Problem details. Check each line of the material that follows, and copy those holding the string "below".
*** Opening of Dataset extract ***
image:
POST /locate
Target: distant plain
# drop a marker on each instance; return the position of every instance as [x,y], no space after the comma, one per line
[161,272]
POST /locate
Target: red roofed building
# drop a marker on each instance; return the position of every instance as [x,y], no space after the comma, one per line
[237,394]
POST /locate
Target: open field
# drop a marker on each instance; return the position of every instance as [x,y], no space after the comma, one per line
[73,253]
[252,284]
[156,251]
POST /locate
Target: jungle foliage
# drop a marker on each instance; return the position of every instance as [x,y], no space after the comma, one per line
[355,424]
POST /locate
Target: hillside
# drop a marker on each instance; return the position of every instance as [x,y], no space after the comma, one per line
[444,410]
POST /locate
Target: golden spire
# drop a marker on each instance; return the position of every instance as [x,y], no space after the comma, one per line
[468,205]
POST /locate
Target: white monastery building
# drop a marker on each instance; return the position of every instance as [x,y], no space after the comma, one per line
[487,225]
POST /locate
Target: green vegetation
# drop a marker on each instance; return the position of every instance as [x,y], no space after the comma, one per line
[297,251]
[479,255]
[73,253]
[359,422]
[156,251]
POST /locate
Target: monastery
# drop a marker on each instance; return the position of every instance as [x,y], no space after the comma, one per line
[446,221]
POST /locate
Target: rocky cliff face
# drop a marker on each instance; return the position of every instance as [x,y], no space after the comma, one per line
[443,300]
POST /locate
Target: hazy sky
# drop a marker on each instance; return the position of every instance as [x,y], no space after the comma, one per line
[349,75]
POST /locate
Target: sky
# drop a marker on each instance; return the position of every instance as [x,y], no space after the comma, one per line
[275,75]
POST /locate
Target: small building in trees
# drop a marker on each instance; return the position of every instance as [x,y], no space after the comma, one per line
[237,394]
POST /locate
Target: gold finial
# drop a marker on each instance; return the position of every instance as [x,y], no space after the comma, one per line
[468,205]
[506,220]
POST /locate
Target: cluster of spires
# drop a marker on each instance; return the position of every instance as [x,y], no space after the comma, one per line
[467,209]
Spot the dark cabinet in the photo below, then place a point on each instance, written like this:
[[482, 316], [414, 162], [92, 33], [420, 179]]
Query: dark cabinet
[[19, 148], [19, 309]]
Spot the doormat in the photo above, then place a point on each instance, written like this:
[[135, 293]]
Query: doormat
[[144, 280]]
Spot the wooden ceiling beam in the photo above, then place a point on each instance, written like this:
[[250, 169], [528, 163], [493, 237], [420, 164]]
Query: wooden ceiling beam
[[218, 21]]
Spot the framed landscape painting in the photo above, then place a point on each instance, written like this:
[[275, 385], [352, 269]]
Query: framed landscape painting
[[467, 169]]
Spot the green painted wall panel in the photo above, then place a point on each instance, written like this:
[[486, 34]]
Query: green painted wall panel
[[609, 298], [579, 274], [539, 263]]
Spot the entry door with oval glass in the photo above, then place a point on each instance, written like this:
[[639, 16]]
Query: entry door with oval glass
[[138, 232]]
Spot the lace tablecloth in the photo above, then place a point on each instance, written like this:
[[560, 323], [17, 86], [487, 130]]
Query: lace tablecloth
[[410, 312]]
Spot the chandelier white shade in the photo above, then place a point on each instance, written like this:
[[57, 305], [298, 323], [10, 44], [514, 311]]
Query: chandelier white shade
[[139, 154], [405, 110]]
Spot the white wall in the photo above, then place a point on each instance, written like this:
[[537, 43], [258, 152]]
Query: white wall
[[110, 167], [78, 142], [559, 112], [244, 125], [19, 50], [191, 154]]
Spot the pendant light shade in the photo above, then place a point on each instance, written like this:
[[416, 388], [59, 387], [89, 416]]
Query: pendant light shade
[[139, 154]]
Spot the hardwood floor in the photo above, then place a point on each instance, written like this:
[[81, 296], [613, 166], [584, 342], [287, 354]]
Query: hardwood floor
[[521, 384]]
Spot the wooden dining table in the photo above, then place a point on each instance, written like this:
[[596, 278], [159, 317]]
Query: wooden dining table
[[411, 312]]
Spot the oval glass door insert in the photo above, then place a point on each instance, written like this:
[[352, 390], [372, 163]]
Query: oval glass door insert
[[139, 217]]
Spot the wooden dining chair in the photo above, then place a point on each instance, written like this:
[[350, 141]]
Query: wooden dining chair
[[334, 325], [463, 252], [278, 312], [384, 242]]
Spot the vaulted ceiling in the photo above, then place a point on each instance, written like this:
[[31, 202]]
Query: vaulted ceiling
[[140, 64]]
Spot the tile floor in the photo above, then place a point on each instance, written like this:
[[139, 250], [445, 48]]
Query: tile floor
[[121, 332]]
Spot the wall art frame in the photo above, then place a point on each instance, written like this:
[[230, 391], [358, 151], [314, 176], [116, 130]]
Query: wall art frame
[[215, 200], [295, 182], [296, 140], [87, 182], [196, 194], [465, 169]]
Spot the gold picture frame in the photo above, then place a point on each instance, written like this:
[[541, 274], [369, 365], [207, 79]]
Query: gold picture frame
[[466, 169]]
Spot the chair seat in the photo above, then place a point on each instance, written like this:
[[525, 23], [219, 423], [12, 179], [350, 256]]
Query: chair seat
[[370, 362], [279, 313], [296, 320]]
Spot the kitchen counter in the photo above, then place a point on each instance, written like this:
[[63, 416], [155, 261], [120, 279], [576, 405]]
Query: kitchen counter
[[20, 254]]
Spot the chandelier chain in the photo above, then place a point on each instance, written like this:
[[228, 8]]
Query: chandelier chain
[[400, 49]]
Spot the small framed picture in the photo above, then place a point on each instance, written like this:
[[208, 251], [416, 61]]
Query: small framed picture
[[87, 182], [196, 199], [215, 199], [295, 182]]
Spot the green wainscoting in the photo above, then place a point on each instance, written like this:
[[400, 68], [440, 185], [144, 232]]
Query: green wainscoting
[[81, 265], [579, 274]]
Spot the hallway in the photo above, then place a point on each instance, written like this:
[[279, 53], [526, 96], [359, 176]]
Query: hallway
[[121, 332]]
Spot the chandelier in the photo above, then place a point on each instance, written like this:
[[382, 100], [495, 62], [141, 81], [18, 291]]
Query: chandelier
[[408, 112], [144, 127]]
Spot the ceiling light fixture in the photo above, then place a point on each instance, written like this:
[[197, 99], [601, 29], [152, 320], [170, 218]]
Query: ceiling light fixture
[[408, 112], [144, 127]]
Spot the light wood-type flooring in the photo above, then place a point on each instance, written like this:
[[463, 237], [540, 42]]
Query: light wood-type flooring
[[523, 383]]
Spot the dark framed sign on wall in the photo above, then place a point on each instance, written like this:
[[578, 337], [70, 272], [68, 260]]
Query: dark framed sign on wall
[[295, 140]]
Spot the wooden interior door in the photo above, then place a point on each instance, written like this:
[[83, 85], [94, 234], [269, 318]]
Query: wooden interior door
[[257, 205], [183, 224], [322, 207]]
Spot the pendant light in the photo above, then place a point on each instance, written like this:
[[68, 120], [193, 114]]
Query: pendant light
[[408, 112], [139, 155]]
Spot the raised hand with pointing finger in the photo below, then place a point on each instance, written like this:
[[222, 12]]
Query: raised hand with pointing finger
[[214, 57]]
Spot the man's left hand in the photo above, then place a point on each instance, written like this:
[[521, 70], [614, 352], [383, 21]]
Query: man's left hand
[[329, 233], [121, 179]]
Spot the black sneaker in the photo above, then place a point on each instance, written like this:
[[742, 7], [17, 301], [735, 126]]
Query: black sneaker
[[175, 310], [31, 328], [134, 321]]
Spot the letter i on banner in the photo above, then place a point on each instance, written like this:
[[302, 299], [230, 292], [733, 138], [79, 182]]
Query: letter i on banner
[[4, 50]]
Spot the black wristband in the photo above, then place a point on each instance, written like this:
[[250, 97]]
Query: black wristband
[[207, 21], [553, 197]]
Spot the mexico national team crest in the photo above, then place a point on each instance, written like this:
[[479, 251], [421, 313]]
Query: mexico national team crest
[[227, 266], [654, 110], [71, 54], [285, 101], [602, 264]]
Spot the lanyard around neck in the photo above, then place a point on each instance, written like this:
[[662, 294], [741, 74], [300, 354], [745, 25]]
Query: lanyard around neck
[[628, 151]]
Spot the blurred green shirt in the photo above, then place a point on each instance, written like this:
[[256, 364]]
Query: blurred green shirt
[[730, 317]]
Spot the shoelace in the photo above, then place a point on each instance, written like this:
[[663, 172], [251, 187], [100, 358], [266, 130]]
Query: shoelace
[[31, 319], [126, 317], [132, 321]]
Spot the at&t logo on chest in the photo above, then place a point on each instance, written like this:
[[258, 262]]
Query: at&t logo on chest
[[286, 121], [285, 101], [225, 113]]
*** Close of Dataset extract ***
Exercise result.
Spot the dark cabinet in the photo below, then place a point on each instance, written like this:
Spot the raised hand with pointing finger in the photo below, then place a point on each instance, written like this:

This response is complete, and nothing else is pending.